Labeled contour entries
------------------------------------------------------------
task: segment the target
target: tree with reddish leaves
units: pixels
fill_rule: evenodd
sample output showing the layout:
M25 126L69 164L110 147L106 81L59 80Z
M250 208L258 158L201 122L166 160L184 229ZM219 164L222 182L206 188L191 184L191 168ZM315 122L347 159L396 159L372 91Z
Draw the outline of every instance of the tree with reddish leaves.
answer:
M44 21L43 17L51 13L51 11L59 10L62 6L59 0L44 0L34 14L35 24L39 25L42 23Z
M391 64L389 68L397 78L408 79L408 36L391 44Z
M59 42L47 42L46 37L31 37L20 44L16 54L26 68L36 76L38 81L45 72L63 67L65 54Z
------------------------------------------------------------
*Exercise instructions:* Select every line in the rows above that contains the word "leaves" and copy each one out. Case counts.

*Output below:*
target: tree with reddish leaves
Draw the outline of every instance of the tree with reddish leaves.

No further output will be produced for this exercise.